- **Fragmento seleccionado**:
--------------------
Suena
el desperador. Las cuatro de la mañana, una hora antes de lo
habitual. Lo apago y medio adormilado me incorporo y sin vestirme me
dirijo a la puerta de la cabaña, salgo al exterior. Hay un cuarto de
luna en el cielo. Doblo la esquina del edificio y paso a la
biblioteca. Lo primero que veo en el suelo es una bolsa de lonchas de
chorizo. Probablemente anoche, cuando hice el macuto, se me cayó el
chorizo por el pasillo. En el pasillo no hay nada. No entiendo. Creí
haberlo dejado dentro de una bolsa de plástico en el interior de la
mochila. Cuando voy a encender la luz del baño se produce un revuelo
en la oscuridad y algo me pasa precipitadamente bajo los pies.
Acierto a identificar a un gato. Se ha metido en una de las
habitaciones, lo persigo pero vuelve a escaparse, en esta ocasión
dio con la puerta correcta: se pierde en la noche.
--------------------
- **Datos sin procesar**:
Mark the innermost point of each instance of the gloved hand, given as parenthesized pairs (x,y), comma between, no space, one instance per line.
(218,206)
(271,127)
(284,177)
--------------------
- **Consignas**:
A. Reproduce sin cambios el fragmento desde "Acierto a identificar" hasta "en la noche.".
B. Responde estas preguntas con la información del fragmento:
(i) ¿A qué hora suena la alarma al comienzo?
(ii) ¿Qué es lo primero que se ve en el suelo de la biblioteca?
(iii) ¿Qué animal pasa bajo los pies de quien narra al ir a encender la luz del baño?
C. Indica si cada afirmación concuerda con el fragmento y cita las palabras que lo deciden:
(i) En el cielo se ve luna llena.
(ii) Quien narra sale de la cabaña sin vestirse.
(iii) El gato queda encerrado en una de las habitaciones.

- **Soluciones**:
A.
Acierto a identificar a un gato. Se ha metido en una de las
habitaciones, lo persigo pero vuelve a escaparse, en esta ocasión
dio con la puerta correcta: se pierde en la noche.

B.
(i) A las cuatro de la mañana, una hora antes de lo habitual.
(ii) Una bolsa de lonchas de chorizo.
(iii) Un gato.

C.
(i) No: "Hay un cuarto de luna en el cielo."
(ii) Sí: "sin vestirme me dirijo a la puerta de la cabaña, salgo al exterior."
(iii) No: "vuelve a escaparse, en esta ocasión dio con la puerta correcta: se pierde en la noche."